* [CONSIGNE]
Prolongez le texte sur les pièges à clics et le contenu trompeur en reprenant juste après sa dernière phrase.

* [TEXTE SOURCE]

......

On pourrait faire valoir que le préjudice est minime lorsque le public connaît déjà la pratique, mais en tant que technique, elle devrait être considérée comme une forme de désordre informationnel. Certes, nous vivons à une époque de concurrence accrue quand il s’agit d’attirer l’attention et les rédactions ont du mal à survivre. Souvent, la force du titre d’un article peut faire la différence entre une poignée de lecteurs abonnés et un public plus large.

En 2014, Facebook a modifié son algorithme de flux d’actualités, en particulier en attribuant un mauvais classement aux sites qui utilisaient des titres «pièges à clics». Lors d’une autre mise à jour en 2019, Facebook a détaillé comment il utilisait les résultats de sondages pour hiérarchiser les publications qui comprenaient des liens que les utilisateurs avaient jugés plus «dignes d’intérêt» . Une étude menée par le Engaging News Project en 2016 a démontré que «le type de titre et la source du titre pouvaient affecter la manière dont une personne réagissait plus ou moins positivement à un projet d’actualité et son intention d’utiliser ce produit à l’avenir».

Le besoin de générer du trafic et des clics rend peu probable la disparition des techniques de piège à clics, mais l’utilisation d’un langage polarisant et émotif pour générer du trafic est liée aux problèmes plus larges exposés dans ces guides. S’il est possible d’utiliser ces types de techniques pour générer du trafic à court terme, il y aura sans aucun doute un impact à plus long terme sur la relation entre les gens et l’information.

Contenu trompeur

Les informations trompeuses sont loin d’être nouvelles et se manifestent de multiples façons. Reformuler les histoires dans les titres, utiliser des fragments de citations pour étayer un argument plus général, citer des statistiques d’une manière biaisée ou décider de ne pas couvrir un sujet car il va à l’encontre d’un argument sont toutes des techniques reconnues – et sournoises. Pour faire valoir une idée, les gens sont enclins à utiliser du contenu qui valide leur argumentation globale.

Il y a quelques années, un ingénieur d’une grande entreprise technologique m’a demandé de définir le terme «trompeur». J’ai été momentanément déconcertée parce qu’à chaque fois que j’essayais de définir le terme, je n’arrivais pas à le formuler et j’ai fini par répondre : «On le sait, c’est tout. On sait quand c’est «trompeur».»

Il est difficile de définir exactement le terme « trompeur », car cela dépend du contexte et des nuances, ainsi que de la quantité d’informations qui est omise dans une citation. Dans quelle mesure les statistiques ont-elles été manipulées ? La façon dont une photo a été recadrée a-t-elle considérablement changé le sens de l’image ?

......

* [DONNÉES FOURNIES]

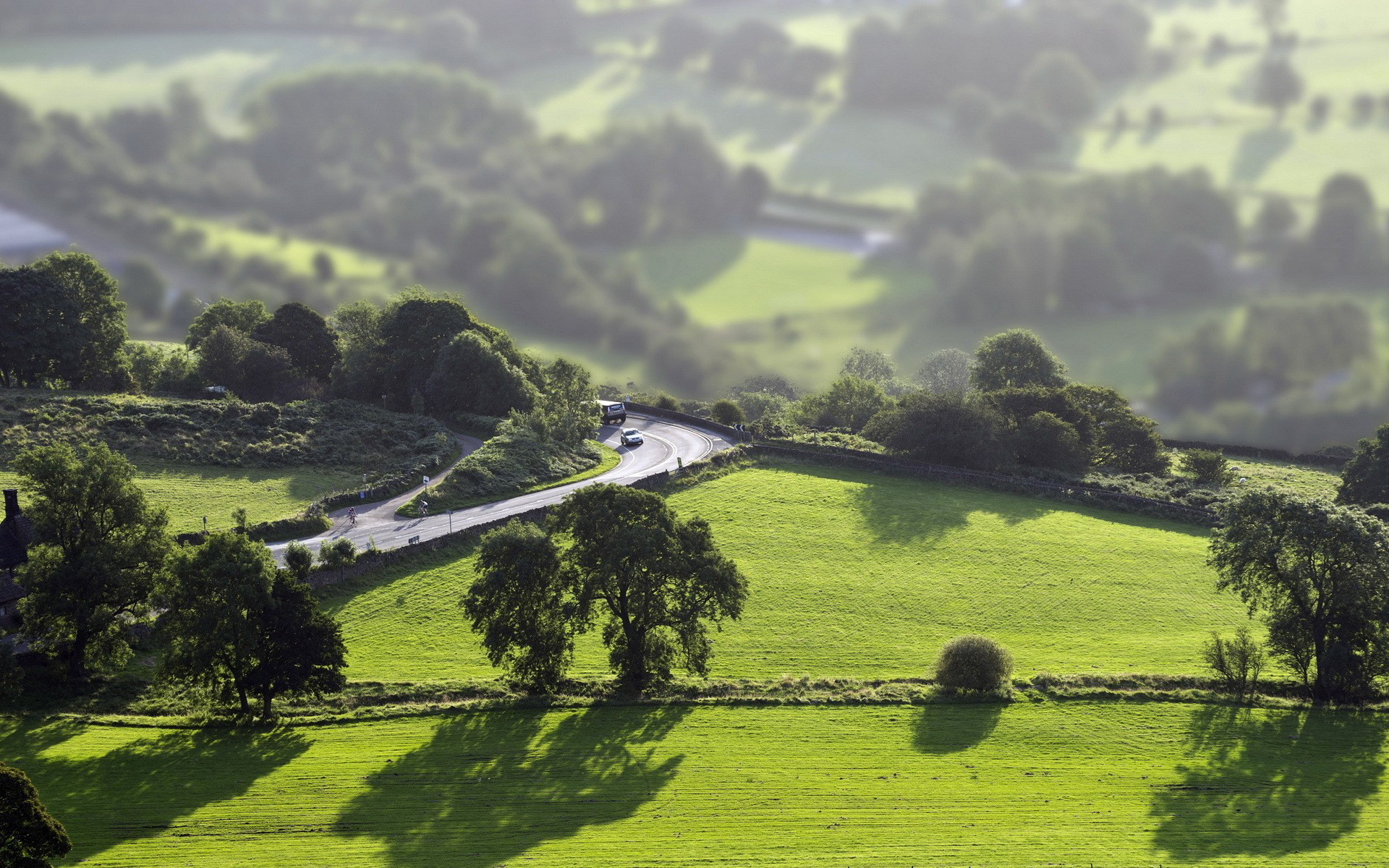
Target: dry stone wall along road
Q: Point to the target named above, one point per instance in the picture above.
(667, 445)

......

* [RÉSULTAT]
Cette complexité explique pourquoi l’intelligence artificielle n’arrive toujours pas à signaler ce type de contenu. C’est pourquoi l’ingénieur voulait une définition claire. Les ordinateurs comprennent le vrai et le faux, mais le trompeur est une zone grise. L’ordinateur doit comprendre le contenu original (la citation, la statistique, l’image), reconnaître le fragment, puis déterminer si le fragment change le sens de l’original de manière significative.

Il y a une différence considérable entre le contenu hyper-militant sensationnel et les légendes légèrement trompeuses qui reformulent un problème et affectent la façon dont quelqu’un pourrait interpréter une image. Mais la confiance dans les médias a chuté. Le contenu trompeur qui aurait pu être considéré comme inoffensif auparavant devrait désormais être vu différemment.

Une étude de septembre 2018 réalisée par la Knight Foundation et Gallup a révélé que la plupart des Américains perdaient confiance dans les médias, et que leurs raisons étaient principalement liées aux problèmes d’exactitude ou de parti pris.

Le contenu trompeur peut prendre plusieurs formes, mais cet exemple tiré du New York Times montre comment les visuels peuvent également induire en erreur. Lorsque vous regardez le marteau qui représente Obama (15 jugements d’appel confirmés) et que vous le comparez à celui de Trump (24), l’échelle du graphique n’est pas alignée.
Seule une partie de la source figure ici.